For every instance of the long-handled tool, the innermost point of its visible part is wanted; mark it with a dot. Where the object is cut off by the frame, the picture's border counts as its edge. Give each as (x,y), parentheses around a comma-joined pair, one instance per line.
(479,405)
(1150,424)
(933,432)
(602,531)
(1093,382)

......

- GIVEN REQUEST -
Copy the rows above line by line, with no changes to any wording or punctuation.

- RESULT -
For every instance of the long-handled tool, the innermost point of its visible part is wanted; mark it with a dot. Where the object is cut off by the frame, the picture's border counts as its edge. Give each as (x,y), parentheses around a comma-joined pair, one instance per line.
(479,405)
(1150,424)
(933,432)
(602,531)
(1093,382)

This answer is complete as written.